[START Data in this exercise]
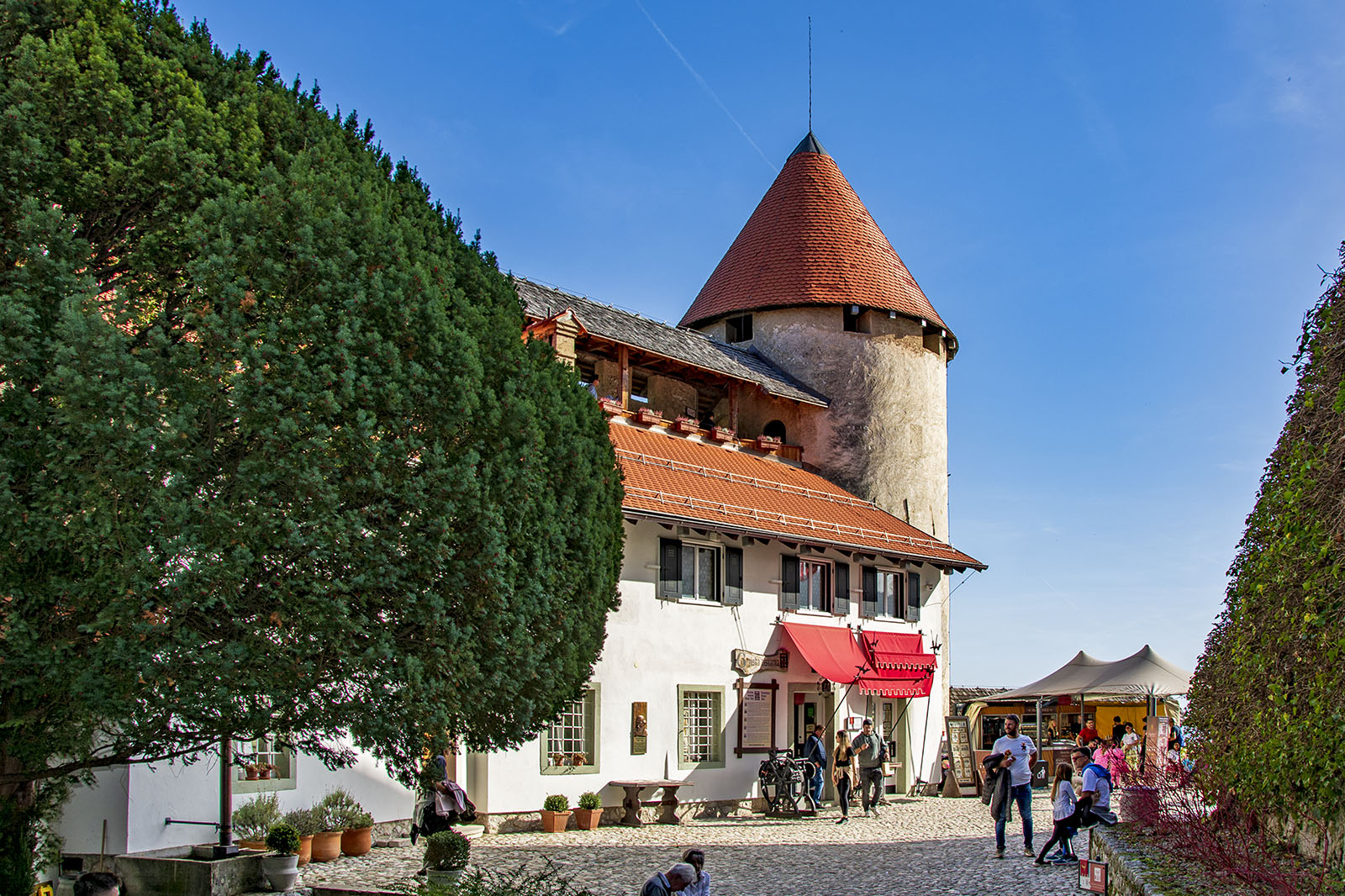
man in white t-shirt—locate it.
[991,714,1037,858]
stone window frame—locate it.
[536,683,603,775]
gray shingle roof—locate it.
[514,276,829,408]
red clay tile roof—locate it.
[609,419,986,569]
[682,134,948,329]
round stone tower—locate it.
[682,132,957,540]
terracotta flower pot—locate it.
[309,830,340,862]
[340,827,374,856]
[542,809,570,834]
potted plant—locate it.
[323,787,374,856]
[425,830,472,887]
[574,790,603,830]
[542,793,570,834]
[261,822,298,893]
[281,809,318,867]
[311,791,345,862]
[233,793,280,849]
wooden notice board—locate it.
[733,678,780,756]
[943,716,977,797]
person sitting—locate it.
[1068,746,1116,830]
[682,849,710,896]
[641,862,697,896]
[412,753,476,846]
[76,872,121,896]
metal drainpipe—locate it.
[211,736,238,858]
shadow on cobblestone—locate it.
[304,798,1083,896]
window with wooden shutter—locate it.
[831,561,850,616]
[724,547,742,607]
[657,538,682,600]
[780,556,799,609]
[859,567,878,619]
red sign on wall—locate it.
[1079,858,1107,893]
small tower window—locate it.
[841,305,869,332]
[724,315,752,342]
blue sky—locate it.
[177,0,1345,686]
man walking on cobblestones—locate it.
[850,719,886,818]
[991,714,1037,858]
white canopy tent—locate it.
[986,645,1190,699]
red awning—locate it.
[859,631,939,678]
[780,623,873,685]
[859,631,939,697]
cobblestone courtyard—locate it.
[304,793,1085,896]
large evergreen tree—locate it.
[0,0,621,877]
[1188,245,1345,839]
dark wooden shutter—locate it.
[859,567,878,619]
[780,554,799,609]
[657,538,682,600]
[724,547,742,607]
[831,562,850,616]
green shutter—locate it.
[831,562,850,616]
[859,567,878,619]
[657,538,682,600]
[780,554,799,609]
[906,573,920,621]
[724,547,742,607]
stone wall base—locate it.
[1088,825,1163,896]
[476,798,765,834]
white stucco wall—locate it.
[468,520,947,814]
[59,737,414,854]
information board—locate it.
[943,716,977,793]
[735,679,780,756]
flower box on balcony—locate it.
[677,417,701,432]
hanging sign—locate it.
[943,716,977,797]
[729,647,789,676]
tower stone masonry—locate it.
[682,132,957,540]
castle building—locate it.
[52,133,984,862]
[467,133,984,830]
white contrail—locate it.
[635,0,778,171]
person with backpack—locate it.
[991,713,1037,858]
[803,725,827,809]
[850,719,888,818]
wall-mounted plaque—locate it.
[733,679,780,756]
[943,716,977,797]
[630,701,650,756]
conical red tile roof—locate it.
[682,133,947,336]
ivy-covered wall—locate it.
[END Data in this exercise]
To do:
Retype every entry verbatim and exclude the pictures from the copy.

Final result:
man in white t-shirt—locate it.
[991,714,1037,858]
stone window frame—locate it.
[536,683,603,775]
gray shingle roof—locate it.
[514,276,829,408]
red clay tile roof—locate it.
[609,419,986,569]
[682,134,948,329]
round stone tower—locate it.
[682,132,957,540]
terracotta flower pot—locate it.
[309,830,340,862]
[340,827,374,856]
[542,809,570,834]
potted plant—locate it.
[323,787,374,856]
[425,830,472,887]
[574,790,603,830]
[542,793,570,834]
[261,822,298,893]
[281,809,318,867]
[311,791,345,862]
[233,793,280,849]
wooden notice board—locate it.
[733,678,780,756]
[943,716,977,797]
person sitting—locate it.
[1068,746,1116,830]
[682,849,710,896]
[641,862,697,896]
[412,753,476,846]
[76,872,121,896]
metal drainpipe—locate it.
[211,736,238,858]
shadow on cobblestone—locate it.
[304,798,1083,896]
window with wooden shutter—locate it.
[831,561,850,616]
[724,547,742,607]
[657,538,682,600]
[780,556,799,609]
[859,567,878,619]
red sign on wall—locate it.
[1079,858,1107,893]
small tower window—locate it.
[841,305,869,332]
[724,315,752,342]
blue sky—locate it.
[177,0,1345,686]
man walking on cobblestones—locate it.
[850,719,886,818]
[991,714,1037,858]
white canopy tent—locate it.
[986,645,1190,699]
red awning—locate it.
[859,631,939,678]
[780,623,873,685]
[859,631,939,697]
cobblestone courtyard—locate it.
[304,793,1085,896]
large evergreen tree—locate it.
[0,0,621,877]
[1188,245,1345,839]
dark wooden shutter—locate it.
[859,567,878,619]
[780,554,799,609]
[657,538,682,600]
[724,547,742,607]
[831,562,850,616]
green shutter—locate it.
[831,562,850,616]
[859,567,878,619]
[657,538,682,600]
[780,554,799,609]
[906,573,920,621]
[724,547,742,607]
stone wall base—locate it.
[1088,825,1163,896]
[476,798,765,834]
white stucco wall—locate it.
[468,520,947,814]
[59,737,414,854]
information board—locate it.
[943,716,977,793]
[735,679,780,756]
flower box on balcony—locate it.
[677,417,701,432]
hanging sign—locate it.
[943,716,977,797]
[729,647,789,676]
tower stone masonry—locate it.
[682,132,957,540]
castle building—locate it.
[52,133,984,862]
[467,133,984,830]
white contrail—locate it.
[635,0,778,171]
person with backpack—locate it.
[991,713,1037,858]
[803,725,827,809]
[850,719,888,818]
wall-mounted plaque—locate it.
[733,679,780,756]
[943,716,977,797]
[630,701,650,756]
conical red tile roof—locate it.
[682,133,947,336]
ivy-covered wall—locate it.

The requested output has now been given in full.